*** Block opens ***
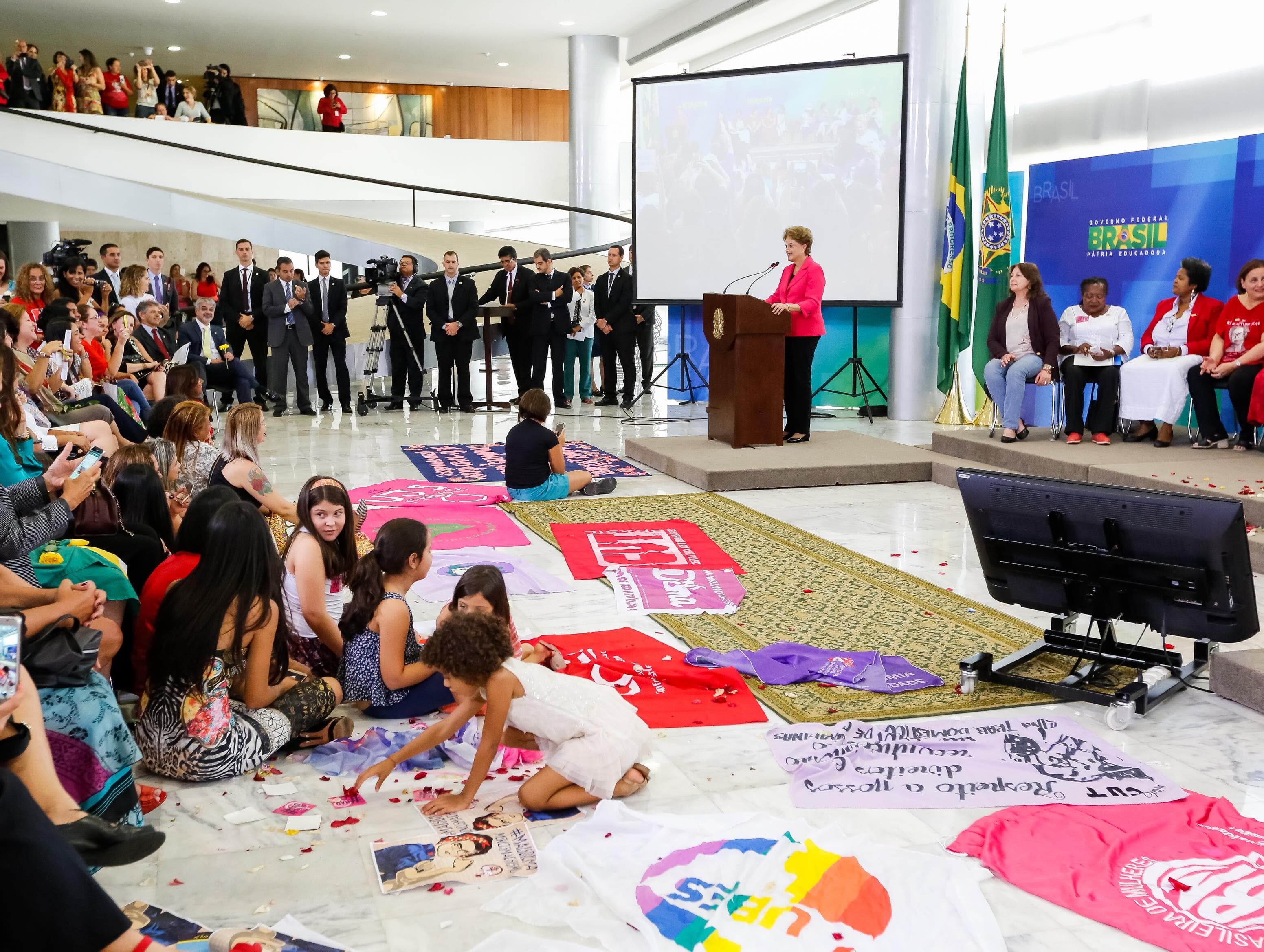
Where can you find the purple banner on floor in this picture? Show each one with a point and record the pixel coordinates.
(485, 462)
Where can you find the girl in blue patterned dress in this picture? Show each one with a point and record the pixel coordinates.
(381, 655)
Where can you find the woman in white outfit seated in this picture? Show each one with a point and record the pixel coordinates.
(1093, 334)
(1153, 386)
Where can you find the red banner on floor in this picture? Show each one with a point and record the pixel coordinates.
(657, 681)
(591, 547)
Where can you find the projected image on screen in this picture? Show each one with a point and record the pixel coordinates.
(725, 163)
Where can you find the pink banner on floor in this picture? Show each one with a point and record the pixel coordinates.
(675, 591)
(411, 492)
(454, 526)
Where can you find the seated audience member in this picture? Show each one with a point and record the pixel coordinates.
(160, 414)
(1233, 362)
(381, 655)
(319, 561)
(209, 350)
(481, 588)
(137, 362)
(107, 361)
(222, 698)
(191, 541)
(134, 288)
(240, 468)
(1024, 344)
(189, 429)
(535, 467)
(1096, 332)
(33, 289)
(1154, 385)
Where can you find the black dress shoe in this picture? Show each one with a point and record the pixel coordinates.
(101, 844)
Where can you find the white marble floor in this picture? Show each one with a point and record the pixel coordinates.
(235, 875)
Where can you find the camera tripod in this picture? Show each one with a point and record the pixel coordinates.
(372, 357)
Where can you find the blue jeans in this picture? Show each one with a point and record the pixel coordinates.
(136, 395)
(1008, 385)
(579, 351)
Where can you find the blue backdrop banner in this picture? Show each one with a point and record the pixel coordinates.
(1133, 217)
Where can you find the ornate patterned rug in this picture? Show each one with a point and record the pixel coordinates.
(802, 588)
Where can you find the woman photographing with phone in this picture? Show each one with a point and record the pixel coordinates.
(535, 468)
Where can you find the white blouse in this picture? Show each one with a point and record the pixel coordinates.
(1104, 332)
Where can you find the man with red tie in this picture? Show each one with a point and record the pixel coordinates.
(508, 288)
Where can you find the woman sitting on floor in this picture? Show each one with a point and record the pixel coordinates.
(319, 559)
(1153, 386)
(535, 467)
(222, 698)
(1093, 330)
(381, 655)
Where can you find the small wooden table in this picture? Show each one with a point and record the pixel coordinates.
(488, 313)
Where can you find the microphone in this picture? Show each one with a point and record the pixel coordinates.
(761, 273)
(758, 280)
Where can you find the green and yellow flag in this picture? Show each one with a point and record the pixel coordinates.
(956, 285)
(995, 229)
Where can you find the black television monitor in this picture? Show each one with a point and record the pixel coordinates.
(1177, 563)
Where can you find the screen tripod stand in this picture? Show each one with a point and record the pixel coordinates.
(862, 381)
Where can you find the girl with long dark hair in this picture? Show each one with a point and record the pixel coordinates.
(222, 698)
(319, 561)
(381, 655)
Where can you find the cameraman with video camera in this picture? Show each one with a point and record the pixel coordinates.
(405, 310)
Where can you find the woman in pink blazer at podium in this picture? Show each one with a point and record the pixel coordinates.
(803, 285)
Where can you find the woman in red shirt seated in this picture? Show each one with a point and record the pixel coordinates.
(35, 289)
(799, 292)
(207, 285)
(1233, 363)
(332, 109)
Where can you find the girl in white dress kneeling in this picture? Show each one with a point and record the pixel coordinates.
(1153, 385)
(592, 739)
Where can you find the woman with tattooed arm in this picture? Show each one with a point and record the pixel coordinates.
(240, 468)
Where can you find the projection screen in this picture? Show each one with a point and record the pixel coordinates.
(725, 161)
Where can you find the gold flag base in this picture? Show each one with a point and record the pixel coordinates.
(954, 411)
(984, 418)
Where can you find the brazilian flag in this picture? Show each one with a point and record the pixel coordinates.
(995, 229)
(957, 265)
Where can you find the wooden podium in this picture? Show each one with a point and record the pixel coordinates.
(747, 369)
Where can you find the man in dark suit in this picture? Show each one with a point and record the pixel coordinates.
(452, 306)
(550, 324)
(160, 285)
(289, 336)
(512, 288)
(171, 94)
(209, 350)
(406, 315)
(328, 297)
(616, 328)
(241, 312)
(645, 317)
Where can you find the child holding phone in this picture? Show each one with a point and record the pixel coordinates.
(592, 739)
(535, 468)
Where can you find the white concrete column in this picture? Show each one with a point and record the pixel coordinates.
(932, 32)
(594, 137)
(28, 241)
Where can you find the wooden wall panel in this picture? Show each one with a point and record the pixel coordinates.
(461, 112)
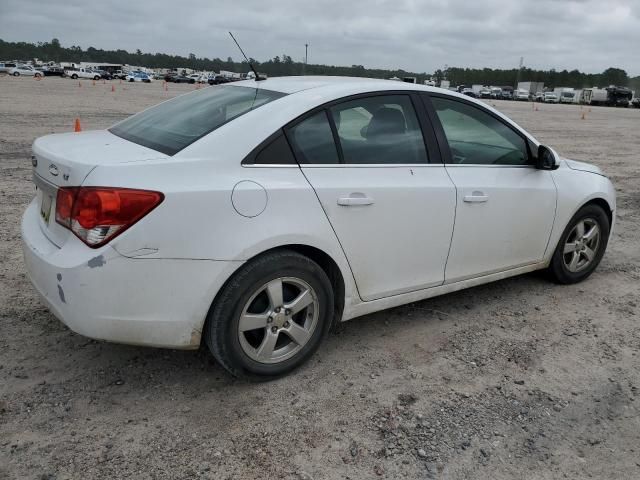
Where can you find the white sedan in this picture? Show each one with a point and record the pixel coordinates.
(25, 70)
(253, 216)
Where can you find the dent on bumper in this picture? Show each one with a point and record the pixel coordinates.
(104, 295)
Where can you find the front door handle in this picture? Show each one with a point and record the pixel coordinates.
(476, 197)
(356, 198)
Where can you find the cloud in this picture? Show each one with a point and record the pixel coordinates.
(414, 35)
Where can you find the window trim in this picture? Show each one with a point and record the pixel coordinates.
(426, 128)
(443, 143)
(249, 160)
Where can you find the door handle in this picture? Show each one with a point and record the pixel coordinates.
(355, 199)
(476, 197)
*** Block closes ***
*** Block opens ***
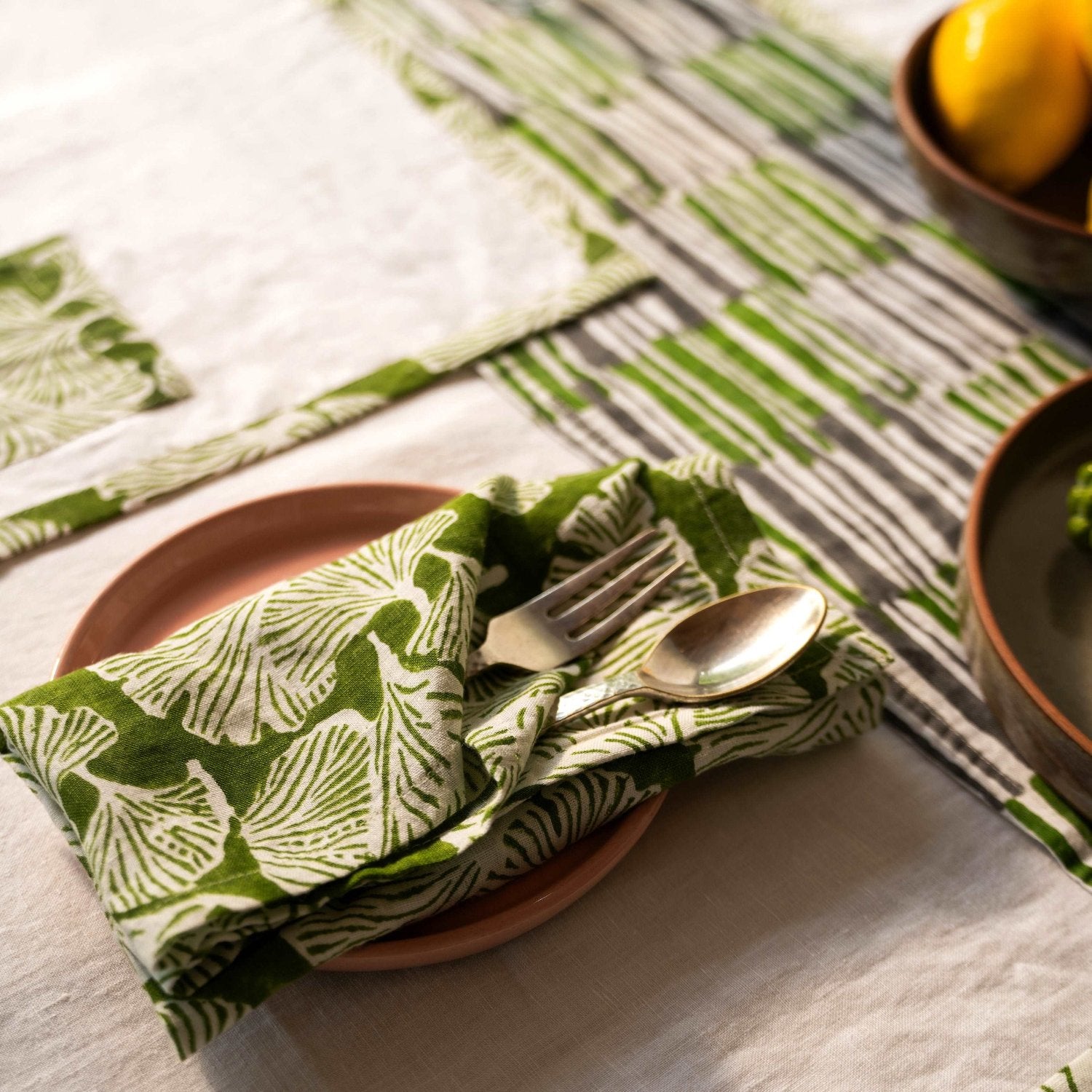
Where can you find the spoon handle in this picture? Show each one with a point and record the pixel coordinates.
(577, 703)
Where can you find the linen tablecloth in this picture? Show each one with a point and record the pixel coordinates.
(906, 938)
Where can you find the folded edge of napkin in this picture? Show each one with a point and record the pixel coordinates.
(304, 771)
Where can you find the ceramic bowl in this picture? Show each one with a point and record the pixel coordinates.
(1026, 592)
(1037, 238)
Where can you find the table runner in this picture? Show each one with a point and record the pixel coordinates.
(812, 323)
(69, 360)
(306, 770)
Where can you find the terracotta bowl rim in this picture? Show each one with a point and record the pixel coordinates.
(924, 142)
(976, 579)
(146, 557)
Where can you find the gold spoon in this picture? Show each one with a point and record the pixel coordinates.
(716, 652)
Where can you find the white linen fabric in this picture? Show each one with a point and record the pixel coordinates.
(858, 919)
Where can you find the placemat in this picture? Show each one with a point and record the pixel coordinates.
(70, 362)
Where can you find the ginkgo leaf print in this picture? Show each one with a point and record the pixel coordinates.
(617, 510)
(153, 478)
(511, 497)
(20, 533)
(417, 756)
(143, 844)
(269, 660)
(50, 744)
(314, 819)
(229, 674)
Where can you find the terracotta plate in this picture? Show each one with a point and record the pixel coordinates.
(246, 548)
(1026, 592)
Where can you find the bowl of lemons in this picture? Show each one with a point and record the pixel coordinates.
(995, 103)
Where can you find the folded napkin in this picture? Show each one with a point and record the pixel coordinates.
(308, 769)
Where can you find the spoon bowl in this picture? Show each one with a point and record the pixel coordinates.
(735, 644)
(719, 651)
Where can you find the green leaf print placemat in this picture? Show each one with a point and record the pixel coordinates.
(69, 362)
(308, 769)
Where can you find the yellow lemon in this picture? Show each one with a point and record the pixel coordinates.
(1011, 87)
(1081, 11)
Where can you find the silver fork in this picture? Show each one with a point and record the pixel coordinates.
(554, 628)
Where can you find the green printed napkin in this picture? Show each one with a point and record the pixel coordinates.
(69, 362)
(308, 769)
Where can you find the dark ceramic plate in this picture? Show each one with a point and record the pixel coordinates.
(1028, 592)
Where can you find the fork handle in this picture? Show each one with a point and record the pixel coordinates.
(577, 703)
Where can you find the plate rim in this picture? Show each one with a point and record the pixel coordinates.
*** Block closes ***
*** Block opens ***
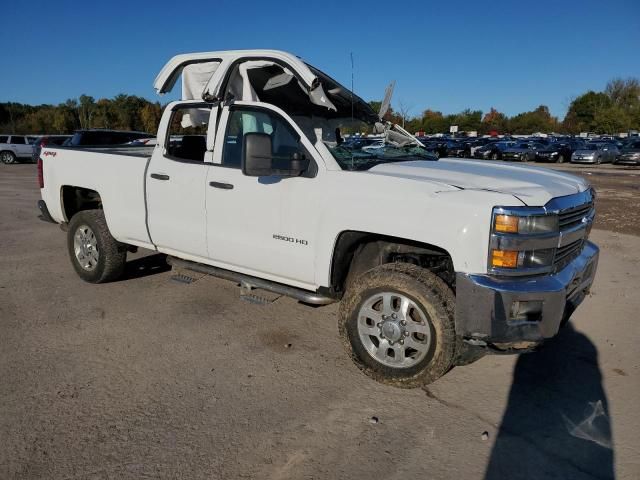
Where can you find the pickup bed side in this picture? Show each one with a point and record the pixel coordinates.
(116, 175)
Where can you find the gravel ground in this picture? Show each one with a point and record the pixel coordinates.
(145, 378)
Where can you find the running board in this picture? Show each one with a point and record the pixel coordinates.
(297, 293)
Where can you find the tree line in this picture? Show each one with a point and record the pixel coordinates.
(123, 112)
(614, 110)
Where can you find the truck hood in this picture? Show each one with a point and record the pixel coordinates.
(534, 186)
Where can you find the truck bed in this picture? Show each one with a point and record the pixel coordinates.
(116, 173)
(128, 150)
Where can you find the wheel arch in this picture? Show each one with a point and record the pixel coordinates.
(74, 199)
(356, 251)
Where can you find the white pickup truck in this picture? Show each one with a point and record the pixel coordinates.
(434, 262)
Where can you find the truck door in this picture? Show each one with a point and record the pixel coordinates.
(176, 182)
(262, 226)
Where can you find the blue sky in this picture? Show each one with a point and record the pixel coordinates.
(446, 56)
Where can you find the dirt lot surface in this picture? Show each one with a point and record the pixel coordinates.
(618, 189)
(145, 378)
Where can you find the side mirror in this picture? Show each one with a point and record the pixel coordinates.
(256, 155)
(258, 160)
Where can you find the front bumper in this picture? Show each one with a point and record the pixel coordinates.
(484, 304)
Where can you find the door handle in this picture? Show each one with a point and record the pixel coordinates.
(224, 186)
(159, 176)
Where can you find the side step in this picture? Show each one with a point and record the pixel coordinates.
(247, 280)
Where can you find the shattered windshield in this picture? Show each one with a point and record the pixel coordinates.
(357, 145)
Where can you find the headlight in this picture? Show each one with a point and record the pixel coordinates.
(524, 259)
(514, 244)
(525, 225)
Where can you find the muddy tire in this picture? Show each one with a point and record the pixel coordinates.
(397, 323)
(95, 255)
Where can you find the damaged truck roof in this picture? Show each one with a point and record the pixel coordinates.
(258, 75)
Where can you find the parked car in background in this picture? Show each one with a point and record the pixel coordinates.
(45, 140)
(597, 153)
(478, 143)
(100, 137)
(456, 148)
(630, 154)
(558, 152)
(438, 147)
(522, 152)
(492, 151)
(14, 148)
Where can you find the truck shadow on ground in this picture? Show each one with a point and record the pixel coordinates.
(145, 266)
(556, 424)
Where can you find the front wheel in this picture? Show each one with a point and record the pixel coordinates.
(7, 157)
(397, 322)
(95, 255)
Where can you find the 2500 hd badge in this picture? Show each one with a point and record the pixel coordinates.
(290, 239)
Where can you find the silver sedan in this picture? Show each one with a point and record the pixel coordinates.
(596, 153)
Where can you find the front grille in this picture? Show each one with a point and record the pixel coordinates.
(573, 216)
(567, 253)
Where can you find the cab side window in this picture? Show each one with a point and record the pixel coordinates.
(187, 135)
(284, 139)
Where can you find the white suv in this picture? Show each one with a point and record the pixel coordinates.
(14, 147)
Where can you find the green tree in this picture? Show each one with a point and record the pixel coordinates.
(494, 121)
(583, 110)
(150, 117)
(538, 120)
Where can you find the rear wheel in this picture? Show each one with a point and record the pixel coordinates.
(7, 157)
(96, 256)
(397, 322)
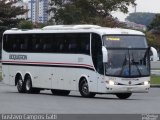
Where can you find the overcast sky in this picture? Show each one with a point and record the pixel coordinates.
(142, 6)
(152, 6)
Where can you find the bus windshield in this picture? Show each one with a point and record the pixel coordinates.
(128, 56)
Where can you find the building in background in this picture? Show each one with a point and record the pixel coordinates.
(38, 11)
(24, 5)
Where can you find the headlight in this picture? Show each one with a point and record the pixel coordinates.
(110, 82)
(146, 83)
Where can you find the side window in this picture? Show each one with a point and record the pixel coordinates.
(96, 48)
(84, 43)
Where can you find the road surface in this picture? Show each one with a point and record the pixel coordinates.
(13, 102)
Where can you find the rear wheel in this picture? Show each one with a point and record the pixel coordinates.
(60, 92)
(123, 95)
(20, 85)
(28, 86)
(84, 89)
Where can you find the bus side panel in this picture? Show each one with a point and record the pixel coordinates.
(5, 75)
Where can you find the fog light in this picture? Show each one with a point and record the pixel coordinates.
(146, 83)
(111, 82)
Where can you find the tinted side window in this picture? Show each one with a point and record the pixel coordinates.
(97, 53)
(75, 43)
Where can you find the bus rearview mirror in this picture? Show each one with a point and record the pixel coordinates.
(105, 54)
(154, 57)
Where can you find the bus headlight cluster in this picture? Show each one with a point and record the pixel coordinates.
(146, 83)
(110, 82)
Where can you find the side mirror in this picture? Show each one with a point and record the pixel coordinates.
*** Block closes ***
◆ **PROBLEM TO SOLVE**:
Give again exactly, and only, the lines above starting at the one with "Where can you find the fork" and ending at the one with "Where can you find the plate".

◆ **TASK RESULT**:
Where can you find the fork handle in this picture? Show each one with a point and record the pixel coordinates.
(577, 703)
Where can you find the plate rim in this picture? Show each one with a point and record the pixel coordinates.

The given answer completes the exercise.